**The task**:
Pick out each line of the items below that contains the word "cladding", and copy those lines.

━━━━━ Supplied material ━━━━━

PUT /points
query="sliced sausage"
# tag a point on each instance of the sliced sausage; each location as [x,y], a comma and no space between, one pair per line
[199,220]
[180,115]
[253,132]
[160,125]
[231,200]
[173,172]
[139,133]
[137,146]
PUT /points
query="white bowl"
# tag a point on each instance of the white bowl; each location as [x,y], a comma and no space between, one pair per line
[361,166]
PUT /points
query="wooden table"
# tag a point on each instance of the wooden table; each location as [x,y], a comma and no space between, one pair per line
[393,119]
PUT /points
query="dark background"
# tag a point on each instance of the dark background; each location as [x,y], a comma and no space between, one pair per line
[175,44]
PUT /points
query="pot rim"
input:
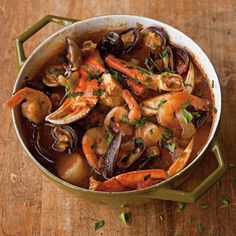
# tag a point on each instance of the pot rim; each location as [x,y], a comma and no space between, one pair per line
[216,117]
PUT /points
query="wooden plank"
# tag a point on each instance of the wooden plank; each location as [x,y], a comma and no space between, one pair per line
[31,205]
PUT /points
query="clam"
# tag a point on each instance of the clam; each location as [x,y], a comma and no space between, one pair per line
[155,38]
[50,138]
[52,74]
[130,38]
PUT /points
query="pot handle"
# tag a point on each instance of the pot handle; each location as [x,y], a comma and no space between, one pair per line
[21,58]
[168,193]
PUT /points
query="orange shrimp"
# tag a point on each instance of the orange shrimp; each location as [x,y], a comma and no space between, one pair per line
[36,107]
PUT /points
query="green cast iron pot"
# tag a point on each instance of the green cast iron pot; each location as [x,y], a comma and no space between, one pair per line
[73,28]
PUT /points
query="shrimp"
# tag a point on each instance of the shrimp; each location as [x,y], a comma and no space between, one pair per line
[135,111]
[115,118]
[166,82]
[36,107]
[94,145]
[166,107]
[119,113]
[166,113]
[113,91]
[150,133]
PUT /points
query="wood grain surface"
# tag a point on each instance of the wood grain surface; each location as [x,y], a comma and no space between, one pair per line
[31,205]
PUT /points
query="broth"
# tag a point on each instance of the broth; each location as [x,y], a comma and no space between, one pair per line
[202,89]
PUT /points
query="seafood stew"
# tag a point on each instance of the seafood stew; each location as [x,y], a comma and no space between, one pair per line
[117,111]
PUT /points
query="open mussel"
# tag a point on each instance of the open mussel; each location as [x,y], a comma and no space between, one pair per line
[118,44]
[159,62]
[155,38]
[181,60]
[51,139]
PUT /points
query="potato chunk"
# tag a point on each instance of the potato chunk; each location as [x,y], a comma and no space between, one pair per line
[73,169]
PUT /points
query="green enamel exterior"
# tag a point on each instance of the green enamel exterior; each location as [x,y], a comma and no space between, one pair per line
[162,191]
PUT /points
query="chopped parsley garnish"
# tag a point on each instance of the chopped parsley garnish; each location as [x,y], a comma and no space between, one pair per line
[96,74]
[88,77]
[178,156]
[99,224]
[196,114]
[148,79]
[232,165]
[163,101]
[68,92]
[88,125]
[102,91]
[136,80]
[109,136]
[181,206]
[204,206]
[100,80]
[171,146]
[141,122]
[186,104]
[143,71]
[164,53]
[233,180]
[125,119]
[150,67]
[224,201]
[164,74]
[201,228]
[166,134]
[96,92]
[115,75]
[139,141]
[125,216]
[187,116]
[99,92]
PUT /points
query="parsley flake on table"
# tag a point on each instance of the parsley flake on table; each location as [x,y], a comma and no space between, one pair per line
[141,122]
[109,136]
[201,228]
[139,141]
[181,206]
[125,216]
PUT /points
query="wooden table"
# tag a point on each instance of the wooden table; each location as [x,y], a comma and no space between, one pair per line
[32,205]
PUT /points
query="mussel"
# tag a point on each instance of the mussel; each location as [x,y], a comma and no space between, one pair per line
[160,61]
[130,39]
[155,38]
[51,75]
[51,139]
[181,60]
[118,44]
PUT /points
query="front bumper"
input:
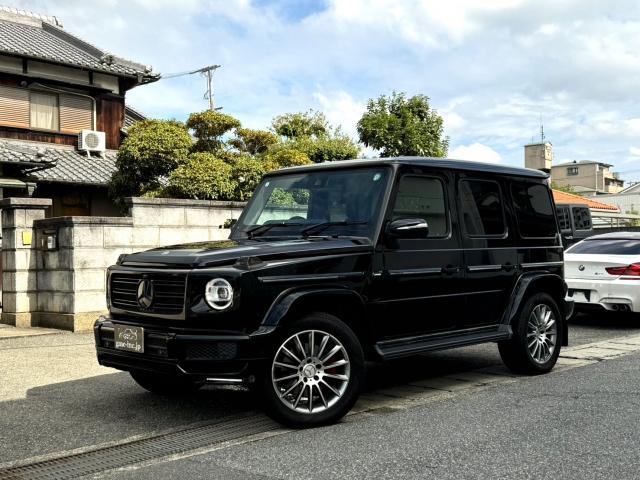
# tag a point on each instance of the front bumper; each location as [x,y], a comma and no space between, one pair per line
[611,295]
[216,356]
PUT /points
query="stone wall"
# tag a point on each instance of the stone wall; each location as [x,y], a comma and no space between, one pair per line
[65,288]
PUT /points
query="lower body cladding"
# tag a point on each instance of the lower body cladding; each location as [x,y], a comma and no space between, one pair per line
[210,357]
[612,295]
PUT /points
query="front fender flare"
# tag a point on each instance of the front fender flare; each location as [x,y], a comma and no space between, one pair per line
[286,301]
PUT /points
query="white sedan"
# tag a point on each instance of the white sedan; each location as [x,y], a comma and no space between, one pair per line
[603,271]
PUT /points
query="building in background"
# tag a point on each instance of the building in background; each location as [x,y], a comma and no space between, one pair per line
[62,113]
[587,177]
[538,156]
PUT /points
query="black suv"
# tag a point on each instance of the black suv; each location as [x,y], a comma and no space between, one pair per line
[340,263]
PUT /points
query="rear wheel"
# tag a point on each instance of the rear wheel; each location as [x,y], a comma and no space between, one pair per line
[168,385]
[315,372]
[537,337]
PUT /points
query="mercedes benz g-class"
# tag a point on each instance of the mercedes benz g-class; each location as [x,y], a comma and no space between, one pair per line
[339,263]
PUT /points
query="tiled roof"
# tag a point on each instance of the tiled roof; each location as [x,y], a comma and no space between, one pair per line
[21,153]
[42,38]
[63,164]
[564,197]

━━━━━
━━━━━ Supplied material ━━━━━

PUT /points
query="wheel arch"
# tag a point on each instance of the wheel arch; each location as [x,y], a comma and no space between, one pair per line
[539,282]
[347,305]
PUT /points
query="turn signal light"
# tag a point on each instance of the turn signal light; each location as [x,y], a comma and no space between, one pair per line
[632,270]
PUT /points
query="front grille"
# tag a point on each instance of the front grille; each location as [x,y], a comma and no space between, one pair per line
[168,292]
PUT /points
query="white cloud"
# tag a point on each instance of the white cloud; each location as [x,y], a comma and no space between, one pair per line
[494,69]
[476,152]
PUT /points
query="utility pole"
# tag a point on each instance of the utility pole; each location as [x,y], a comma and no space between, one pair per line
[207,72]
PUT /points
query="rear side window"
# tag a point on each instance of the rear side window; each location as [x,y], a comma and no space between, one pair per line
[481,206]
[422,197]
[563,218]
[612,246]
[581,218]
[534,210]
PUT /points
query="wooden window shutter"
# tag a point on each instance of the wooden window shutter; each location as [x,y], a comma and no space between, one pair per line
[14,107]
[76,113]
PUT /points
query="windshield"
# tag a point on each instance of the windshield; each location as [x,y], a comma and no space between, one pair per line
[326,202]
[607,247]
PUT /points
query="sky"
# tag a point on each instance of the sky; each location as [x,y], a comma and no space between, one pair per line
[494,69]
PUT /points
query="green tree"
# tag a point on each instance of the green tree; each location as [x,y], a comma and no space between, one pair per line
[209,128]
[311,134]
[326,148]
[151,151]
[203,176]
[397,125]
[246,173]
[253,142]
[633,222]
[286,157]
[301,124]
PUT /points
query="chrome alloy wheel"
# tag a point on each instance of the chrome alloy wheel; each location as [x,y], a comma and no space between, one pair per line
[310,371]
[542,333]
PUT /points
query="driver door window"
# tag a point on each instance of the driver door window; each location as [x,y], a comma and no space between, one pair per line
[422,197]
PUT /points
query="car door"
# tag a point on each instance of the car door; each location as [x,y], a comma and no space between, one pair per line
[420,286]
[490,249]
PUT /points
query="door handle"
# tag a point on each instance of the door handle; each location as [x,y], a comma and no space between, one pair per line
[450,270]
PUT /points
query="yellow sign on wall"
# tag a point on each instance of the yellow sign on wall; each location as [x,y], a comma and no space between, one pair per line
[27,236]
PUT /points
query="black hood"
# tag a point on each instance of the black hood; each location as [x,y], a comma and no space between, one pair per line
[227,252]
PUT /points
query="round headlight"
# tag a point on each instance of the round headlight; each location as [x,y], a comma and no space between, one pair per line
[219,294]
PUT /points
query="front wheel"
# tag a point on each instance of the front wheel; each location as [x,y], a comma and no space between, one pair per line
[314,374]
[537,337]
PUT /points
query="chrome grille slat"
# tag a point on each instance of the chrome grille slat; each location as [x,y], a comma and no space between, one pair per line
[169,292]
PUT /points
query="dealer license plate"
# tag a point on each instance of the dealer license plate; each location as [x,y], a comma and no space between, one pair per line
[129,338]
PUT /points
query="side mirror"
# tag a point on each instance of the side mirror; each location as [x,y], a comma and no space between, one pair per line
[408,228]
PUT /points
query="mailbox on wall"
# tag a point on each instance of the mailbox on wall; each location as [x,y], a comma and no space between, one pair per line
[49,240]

━━━━━
━━━━━ Supplied material ━━━━━

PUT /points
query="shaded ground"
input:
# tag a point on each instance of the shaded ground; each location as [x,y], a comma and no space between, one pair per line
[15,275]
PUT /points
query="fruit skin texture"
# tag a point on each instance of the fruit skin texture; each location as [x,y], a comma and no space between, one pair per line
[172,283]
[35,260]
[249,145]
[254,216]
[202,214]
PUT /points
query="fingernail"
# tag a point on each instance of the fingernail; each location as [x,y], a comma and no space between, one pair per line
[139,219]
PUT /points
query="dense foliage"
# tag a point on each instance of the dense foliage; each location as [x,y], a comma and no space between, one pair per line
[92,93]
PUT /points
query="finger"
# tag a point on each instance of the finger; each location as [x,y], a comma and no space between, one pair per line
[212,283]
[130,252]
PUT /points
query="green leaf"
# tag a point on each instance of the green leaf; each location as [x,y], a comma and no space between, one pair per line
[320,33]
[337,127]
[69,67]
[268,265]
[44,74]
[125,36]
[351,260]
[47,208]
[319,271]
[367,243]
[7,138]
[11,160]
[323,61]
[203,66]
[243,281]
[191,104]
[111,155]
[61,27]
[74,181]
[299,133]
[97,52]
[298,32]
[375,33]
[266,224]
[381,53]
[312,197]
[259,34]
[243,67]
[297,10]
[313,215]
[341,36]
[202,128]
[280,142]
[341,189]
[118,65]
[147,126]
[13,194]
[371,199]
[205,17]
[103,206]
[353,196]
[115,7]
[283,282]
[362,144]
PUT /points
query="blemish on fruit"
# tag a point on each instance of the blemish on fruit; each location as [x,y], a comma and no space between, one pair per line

━━━━━

**Solution to this exercise**:
query="lower body cladding"
# tag a point on each instance of the lower body cladding; each location as [x,y], a comma and no space between, one pair per line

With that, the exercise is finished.